— Required work —
Please copy all of the entries exactly, but drop every picture.

Image-grounded pointing data
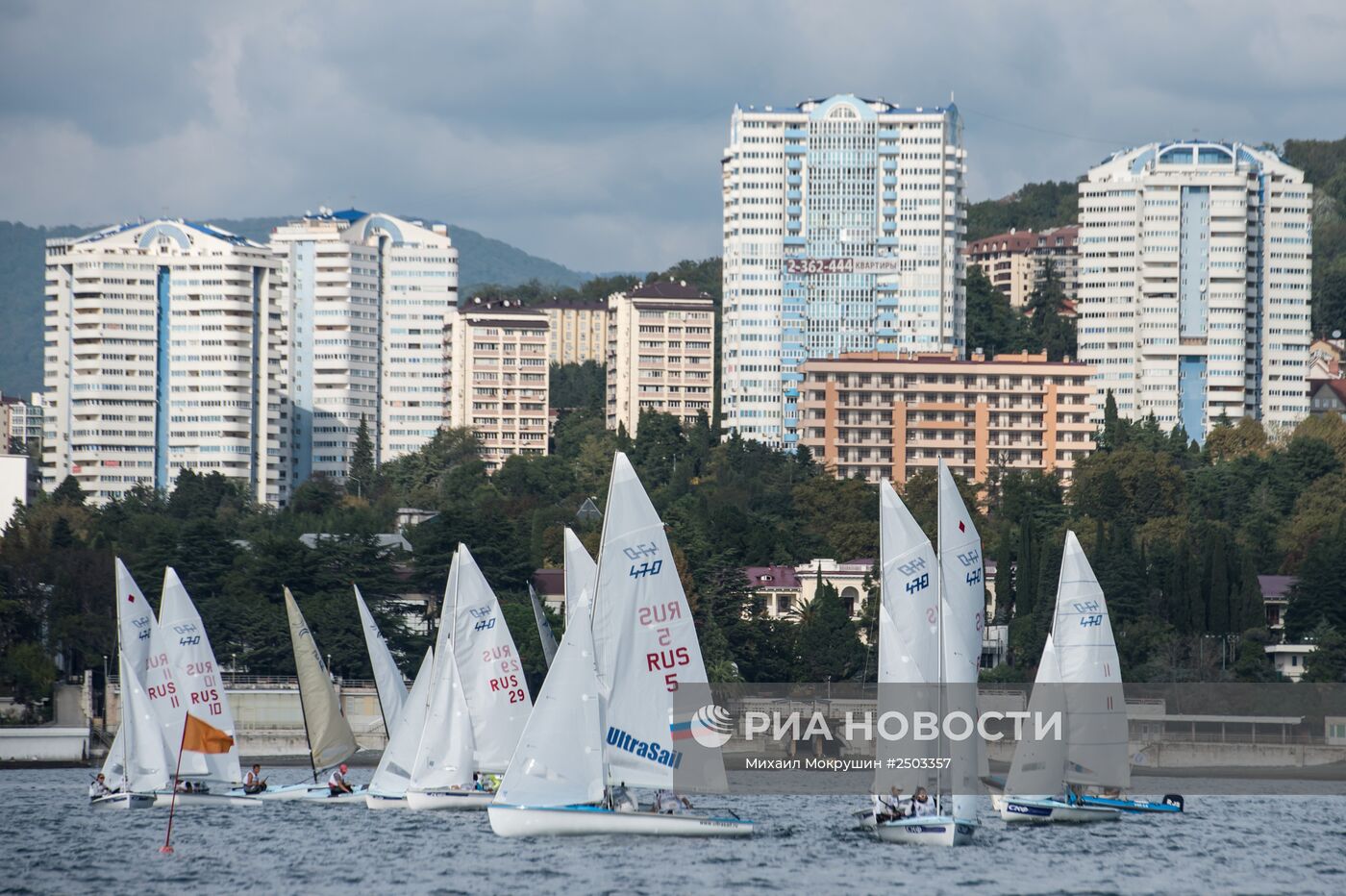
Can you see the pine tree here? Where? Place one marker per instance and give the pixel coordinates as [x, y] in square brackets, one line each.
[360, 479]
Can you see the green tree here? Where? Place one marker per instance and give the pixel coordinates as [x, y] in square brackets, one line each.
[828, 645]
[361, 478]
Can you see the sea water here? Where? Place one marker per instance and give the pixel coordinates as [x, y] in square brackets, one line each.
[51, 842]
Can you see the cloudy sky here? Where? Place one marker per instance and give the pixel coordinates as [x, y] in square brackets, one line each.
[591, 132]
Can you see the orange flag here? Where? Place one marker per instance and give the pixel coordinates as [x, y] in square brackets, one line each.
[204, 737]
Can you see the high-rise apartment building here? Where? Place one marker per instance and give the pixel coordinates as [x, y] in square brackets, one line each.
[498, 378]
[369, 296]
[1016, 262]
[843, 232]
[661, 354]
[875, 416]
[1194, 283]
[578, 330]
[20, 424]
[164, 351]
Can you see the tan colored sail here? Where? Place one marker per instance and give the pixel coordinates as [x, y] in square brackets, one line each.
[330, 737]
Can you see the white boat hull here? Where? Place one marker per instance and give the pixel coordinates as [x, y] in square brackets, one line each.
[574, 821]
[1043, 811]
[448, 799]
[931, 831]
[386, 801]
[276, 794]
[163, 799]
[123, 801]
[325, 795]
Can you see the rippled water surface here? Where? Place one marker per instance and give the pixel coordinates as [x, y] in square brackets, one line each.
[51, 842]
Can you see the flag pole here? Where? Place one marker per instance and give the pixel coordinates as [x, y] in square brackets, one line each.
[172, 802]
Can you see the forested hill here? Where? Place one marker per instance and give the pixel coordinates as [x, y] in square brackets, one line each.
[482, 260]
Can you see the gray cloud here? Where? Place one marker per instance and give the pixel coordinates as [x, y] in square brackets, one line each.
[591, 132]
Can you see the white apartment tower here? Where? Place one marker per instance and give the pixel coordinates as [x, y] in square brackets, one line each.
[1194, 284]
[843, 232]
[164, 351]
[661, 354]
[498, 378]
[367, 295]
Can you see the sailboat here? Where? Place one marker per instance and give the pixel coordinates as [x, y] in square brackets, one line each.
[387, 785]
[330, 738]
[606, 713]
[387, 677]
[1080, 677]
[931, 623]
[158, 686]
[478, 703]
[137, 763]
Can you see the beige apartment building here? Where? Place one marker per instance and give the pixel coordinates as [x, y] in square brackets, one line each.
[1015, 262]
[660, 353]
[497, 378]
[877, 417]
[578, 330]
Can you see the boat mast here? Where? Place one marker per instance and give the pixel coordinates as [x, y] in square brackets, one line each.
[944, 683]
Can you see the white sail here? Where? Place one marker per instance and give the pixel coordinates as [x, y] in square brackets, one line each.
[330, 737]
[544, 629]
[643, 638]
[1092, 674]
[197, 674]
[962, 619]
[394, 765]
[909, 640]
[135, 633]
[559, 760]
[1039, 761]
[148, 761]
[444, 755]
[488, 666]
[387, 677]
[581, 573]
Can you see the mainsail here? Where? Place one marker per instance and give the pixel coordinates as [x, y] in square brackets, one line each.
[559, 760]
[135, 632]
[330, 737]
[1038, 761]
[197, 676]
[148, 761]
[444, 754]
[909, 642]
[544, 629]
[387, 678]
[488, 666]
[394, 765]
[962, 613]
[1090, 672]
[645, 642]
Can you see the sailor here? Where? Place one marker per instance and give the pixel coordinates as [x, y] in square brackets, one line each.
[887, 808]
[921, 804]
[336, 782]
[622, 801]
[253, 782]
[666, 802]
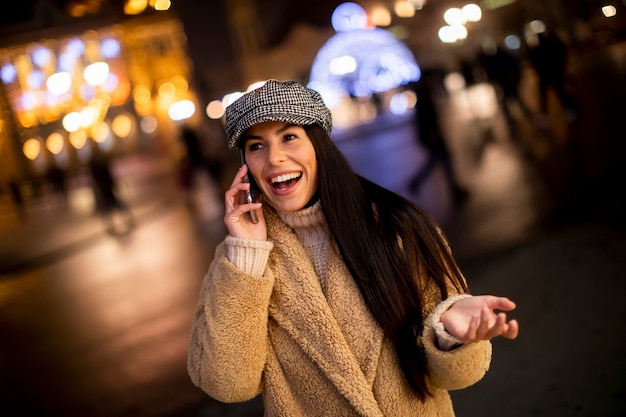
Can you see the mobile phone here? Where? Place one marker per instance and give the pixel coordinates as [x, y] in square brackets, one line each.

— Exercise answer —
Can you see the pine tree here? Where? Place one marker per instance and give the pixel coordinates as [x, y] in square brackets, one line each.
[360, 479]
Can you see the green tree here? Where? Place one marker per instance and give the pixel coordinates as [x, y] in square brackets, one line each.
[828, 645]
[361, 478]
Can you see the sea water here? Where? Place one marker per instance and give the pixel coordinates as [x, y] in square brackets, one line each.
[51, 842]
Can you see the cloudy sky here? Where? Place one marker per instance and give the pixel coordinates as [x, y] in square brackets, one line each.
[591, 132]
Can you see the orange flag here? Where? Place one marker per instance and give the pixel coordinates as [x, y] in square brackets, one line each.
[204, 737]
Can you see the high-rise apartment building here? Where? Place one marker per instance and give the pixel coordinates as [x, y] in square brackets, one line each.
[498, 378]
[369, 296]
[1016, 262]
[843, 232]
[661, 354]
[875, 416]
[1194, 283]
[578, 330]
[20, 424]
[164, 351]
Can you see the tan colored sail here? Where? Place one marker per instance and give the pixel coordinates as [x, y] in square brackets, one line each.
[330, 737]
Can you see the white boat hull here? Where? Place one marker per instance and give the pixel coordinates as [x, y] in square brackets, one line each.
[574, 821]
[1043, 811]
[448, 799]
[931, 831]
[386, 801]
[276, 794]
[163, 799]
[123, 801]
[325, 795]
Can you see the rippled water surface here? Where? Place one marker per instance and give the pixel coordinates as [x, y] in square brackets, one line each.
[51, 842]
Can you see the flag pole here? Where? Place one marker per instance and give the pixel coordinates as [x, y] in square brackets, one line each.
[172, 802]
Can you see the forested hill here? Where? Place one marker per instance and give the pixel coordinates as [x, y] in square brackets, one line each.
[482, 260]
Can you see the gray cloud here? Where? Place one marker per instance and give the pixel coordinates as [x, y] in square brackets, one line each.
[591, 132]
Can you see the white apartment tower here? Where? Place one marker per instance and give the pixel coordinates as [x, y] in square brackets, one line each.
[1194, 284]
[843, 232]
[164, 351]
[661, 354]
[498, 378]
[367, 295]
Can you see the sailboat here? Where? Place one marker per instance and give the pixel coordinates as [x, y] in square brackets, one line each.
[387, 785]
[330, 738]
[606, 713]
[387, 677]
[1080, 677]
[931, 623]
[158, 686]
[478, 703]
[137, 763]
Can you see the beige apartment building here? Where? Place one marker per instance and give the pixel coordinates as [x, y] in square brackets, one line each.
[1015, 262]
[660, 353]
[497, 378]
[877, 417]
[578, 330]
Can you see the boat mast here? Where? Place one marker per instance and give the pixel coordinates as [x, y] in square brackets, one line each.
[944, 683]
Can you see the white sail here? Where? Place one marker per instance and give the pixel coordinates as [x, y] in square brackets, one line each.
[330, 737]
[544, 629]
[643, 638]
[1092, 674]
[197, 674]
[962, 619]
[394, 765]
[909, 640]
[135, 633]
[559, 760]
[1039, 761]
[148, 761]
[444, 755]
[488, 666]
[387, 677]
[581, 573]
Can you see the mainsail here? Where? Place one marker per instance and give the pixel coordinates as [x, y] in square brackets, one line each.
[559, 760]
[135, 632]
[330, 737]
[1038, 761]
[197, 676]
[148, 761]
[444, 754]
[909, 642]
[544, 629]
[387, 678]
[488, 666]
[394, 765]
[962, 613]
[1090, 672]
[645, 642]
Can you see the sailor here? Where? Place one marker per instance and give the pixel coordinates as [x, y] in square brackets, one line each.
[887, 808]
[921, 804]
[336, 782]
[622, 801]
[253, 782]
[666, 802]
Can you see the mobile phone here? Where? Place one marker per instance and give the pixel coordinates as [x, y] in square brackets, one line each.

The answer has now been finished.